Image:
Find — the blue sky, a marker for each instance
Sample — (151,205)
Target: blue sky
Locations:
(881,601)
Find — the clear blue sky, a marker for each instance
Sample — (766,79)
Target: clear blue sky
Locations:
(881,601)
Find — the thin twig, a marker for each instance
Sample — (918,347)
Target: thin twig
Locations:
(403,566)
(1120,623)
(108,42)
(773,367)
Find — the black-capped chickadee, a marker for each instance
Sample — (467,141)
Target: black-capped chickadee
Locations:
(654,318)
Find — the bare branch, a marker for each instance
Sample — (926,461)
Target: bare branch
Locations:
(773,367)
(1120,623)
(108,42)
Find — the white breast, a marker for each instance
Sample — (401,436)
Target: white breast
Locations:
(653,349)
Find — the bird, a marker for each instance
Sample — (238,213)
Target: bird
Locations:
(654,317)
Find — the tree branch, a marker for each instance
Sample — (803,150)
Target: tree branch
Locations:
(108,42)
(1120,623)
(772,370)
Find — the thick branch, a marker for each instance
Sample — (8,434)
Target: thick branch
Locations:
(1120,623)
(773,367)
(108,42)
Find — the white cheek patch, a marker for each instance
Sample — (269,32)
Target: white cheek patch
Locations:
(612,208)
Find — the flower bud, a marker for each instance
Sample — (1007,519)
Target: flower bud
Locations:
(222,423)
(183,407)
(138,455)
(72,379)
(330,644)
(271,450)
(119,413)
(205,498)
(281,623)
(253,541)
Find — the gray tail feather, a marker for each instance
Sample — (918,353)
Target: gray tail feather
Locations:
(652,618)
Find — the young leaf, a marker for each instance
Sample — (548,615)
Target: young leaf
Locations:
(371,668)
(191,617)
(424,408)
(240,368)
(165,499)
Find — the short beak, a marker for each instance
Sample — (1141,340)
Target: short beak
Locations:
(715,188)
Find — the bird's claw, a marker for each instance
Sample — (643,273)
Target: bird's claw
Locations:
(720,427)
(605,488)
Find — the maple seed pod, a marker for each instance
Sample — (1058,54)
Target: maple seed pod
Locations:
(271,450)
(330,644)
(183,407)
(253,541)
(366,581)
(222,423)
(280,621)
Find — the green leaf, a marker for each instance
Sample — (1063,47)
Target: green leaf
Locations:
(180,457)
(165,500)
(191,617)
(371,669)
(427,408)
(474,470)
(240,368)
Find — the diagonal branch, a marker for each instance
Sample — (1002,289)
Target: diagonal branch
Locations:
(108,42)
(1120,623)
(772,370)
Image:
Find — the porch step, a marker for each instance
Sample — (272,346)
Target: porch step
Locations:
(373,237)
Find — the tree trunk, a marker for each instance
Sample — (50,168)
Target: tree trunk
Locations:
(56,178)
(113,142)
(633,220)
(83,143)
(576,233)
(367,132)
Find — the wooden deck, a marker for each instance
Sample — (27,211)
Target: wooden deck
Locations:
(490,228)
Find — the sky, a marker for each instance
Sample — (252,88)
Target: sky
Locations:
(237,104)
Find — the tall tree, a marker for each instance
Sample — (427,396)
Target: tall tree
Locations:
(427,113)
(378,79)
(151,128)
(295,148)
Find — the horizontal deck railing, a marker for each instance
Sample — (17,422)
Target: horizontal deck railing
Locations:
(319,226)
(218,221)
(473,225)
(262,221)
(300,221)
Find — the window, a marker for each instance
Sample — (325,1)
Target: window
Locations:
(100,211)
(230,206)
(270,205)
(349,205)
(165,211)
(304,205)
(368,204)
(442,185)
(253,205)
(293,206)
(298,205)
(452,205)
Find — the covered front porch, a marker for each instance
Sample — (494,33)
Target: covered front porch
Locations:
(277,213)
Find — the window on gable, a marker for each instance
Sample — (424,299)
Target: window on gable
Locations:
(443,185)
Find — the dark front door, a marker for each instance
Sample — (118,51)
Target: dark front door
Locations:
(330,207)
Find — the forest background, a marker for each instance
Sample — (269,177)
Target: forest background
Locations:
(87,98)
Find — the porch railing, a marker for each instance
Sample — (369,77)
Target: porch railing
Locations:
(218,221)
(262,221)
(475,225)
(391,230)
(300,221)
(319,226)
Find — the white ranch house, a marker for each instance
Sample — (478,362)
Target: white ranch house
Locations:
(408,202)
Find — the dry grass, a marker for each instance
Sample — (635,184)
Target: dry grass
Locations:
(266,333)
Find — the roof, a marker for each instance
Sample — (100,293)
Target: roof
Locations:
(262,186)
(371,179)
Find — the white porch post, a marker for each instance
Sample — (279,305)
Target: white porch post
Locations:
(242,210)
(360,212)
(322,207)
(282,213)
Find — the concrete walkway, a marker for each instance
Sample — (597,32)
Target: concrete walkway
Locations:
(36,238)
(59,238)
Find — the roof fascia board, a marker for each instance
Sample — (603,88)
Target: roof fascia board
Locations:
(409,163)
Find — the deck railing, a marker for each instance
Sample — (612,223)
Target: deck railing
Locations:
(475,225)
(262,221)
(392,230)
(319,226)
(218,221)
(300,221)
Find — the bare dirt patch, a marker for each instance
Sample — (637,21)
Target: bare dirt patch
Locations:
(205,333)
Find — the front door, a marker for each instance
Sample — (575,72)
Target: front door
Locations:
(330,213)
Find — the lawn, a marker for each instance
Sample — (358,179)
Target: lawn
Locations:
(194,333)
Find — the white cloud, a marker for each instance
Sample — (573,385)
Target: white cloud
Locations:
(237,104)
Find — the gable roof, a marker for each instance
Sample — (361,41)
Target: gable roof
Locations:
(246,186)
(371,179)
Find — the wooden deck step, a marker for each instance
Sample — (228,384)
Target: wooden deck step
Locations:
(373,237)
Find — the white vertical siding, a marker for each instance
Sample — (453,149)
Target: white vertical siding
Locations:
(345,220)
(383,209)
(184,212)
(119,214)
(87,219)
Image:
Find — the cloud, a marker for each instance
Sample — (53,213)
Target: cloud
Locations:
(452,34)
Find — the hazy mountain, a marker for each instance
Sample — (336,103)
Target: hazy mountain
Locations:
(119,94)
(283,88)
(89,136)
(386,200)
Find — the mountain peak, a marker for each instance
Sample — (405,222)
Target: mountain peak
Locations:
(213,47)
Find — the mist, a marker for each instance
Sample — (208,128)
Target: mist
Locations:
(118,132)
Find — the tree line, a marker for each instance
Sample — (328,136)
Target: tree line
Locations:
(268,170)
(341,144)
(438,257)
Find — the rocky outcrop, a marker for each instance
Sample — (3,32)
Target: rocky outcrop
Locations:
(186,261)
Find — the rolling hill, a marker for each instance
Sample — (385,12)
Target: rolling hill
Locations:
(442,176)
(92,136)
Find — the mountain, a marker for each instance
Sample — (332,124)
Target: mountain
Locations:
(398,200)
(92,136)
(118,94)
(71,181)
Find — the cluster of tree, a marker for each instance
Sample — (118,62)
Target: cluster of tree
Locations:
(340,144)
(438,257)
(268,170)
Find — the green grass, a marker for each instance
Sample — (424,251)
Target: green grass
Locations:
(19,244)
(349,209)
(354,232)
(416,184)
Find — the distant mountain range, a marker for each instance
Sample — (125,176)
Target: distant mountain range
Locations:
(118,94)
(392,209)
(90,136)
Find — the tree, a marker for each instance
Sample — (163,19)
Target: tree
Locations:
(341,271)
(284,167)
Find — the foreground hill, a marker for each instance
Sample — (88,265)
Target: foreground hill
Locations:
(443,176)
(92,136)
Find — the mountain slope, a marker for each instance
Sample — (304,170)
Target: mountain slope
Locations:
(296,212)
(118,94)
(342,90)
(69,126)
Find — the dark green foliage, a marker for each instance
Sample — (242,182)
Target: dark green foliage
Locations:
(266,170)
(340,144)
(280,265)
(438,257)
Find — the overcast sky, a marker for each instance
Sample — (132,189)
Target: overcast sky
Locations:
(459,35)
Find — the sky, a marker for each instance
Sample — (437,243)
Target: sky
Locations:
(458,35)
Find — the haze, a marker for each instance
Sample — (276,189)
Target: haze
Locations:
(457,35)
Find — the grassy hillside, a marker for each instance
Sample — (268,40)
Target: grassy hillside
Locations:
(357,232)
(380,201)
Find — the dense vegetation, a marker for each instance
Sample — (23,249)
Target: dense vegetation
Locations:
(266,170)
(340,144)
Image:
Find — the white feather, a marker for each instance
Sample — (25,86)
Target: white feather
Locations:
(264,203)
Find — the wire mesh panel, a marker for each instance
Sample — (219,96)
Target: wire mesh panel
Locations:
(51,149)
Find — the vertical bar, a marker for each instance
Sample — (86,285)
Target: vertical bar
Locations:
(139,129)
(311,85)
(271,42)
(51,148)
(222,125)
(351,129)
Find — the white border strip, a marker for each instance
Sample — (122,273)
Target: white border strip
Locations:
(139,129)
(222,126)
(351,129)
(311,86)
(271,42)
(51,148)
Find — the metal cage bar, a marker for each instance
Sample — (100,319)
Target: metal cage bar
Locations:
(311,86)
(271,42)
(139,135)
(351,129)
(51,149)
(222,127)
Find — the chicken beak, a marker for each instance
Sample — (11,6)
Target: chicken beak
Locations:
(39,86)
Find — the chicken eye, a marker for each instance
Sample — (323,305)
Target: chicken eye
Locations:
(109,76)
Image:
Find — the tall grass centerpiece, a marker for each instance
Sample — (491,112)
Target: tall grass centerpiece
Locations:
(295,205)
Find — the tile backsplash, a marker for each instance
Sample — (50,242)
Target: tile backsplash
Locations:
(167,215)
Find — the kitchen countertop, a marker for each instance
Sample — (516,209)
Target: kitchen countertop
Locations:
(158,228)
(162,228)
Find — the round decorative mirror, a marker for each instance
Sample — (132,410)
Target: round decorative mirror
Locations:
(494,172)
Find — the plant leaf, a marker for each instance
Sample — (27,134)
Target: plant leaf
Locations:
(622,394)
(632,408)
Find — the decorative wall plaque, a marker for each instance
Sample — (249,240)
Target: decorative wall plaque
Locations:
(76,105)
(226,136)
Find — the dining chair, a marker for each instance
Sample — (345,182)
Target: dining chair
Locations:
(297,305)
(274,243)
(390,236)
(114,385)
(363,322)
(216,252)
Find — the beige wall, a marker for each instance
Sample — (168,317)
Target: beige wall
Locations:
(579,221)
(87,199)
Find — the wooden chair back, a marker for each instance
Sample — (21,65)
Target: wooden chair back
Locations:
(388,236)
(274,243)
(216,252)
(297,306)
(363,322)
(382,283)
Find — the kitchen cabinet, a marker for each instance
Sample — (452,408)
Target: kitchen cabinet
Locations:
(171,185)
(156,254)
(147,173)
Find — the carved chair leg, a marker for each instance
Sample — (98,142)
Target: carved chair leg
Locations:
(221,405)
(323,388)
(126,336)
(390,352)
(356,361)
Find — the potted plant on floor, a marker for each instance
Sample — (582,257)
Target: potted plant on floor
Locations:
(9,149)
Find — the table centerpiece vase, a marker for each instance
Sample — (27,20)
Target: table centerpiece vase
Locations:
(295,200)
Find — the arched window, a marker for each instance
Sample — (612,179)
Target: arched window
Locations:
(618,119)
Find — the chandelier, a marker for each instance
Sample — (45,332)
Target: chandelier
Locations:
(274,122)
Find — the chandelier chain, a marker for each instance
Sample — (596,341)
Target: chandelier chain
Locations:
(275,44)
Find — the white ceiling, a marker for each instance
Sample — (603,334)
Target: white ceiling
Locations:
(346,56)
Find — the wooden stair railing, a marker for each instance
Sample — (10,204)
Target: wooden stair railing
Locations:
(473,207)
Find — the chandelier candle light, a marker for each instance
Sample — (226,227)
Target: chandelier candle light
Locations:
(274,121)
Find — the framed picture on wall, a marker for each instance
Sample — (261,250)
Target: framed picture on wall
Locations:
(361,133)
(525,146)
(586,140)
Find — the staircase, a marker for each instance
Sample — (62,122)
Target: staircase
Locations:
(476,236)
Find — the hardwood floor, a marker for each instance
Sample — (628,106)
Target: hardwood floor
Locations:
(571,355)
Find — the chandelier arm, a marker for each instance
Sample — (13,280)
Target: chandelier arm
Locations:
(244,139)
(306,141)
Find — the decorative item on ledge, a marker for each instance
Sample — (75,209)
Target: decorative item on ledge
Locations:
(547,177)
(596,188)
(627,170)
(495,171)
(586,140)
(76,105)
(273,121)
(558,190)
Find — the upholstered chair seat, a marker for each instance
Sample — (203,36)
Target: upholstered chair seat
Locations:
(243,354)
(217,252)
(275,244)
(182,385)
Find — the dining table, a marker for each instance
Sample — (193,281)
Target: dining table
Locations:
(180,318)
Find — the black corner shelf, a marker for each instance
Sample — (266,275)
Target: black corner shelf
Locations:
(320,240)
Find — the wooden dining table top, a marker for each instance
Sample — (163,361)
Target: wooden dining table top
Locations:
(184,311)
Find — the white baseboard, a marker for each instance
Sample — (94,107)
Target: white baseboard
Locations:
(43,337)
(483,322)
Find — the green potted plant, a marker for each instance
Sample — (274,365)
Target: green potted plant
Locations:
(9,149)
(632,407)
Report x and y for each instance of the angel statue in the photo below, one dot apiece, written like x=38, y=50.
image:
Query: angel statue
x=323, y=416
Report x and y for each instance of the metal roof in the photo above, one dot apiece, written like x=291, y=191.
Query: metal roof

What to do ▸ Word for word, restate the lines above from the line containing "Find — the clear" through the line containing "Sample — (1007,519)", with both included and nothing else.

Solution to this problem ▸
Find — the clear blue sky, a marker for each instance
Sample — (766,79)
Target: clear blue sky
Locations:
(881,601)
Find — the thin twig, a marker for each instance
Sample — (918,347)
Target: thin twig
Locations:
(403,566)
(1120,623)
(108,42)
(773,367)
Find — the black-capped chickadee, a marker for each instance
Sample — (467,141)
Target: black-capped chickadee
Locations:
(654,318)
Find — the bare branch, a marker for each instance
Sample — (926,461)
Target: bare branch
Locations:
(773,367)
(1120,623)
(108,42)
Find — the white breast, a marker for each instance
Sample — (401,436)
Target: white breast
Locations:
(653,349)
Find — the bird, a marker for each instance
Sample — (238,213)
Target: bird
Locations:
(654,317)
Find — the tree branch, a marker for each instance
Sample — (803,150)
Target: tree branch
Locations:
(108,42)
(1120,623)
(772,370)
Find — the thick branch, a marker for each instance
Sample — (8,434)
Target: thick branch
Locations:
(1120,623)
(773,367)
(108,42)
Find — the white cheek patch, a marker for each instance
Sample — (269,32)
Target: white cheek patch
Locations:
(612,208)
Find — the flower bud, a marker for each instance
Sample — (1007,519)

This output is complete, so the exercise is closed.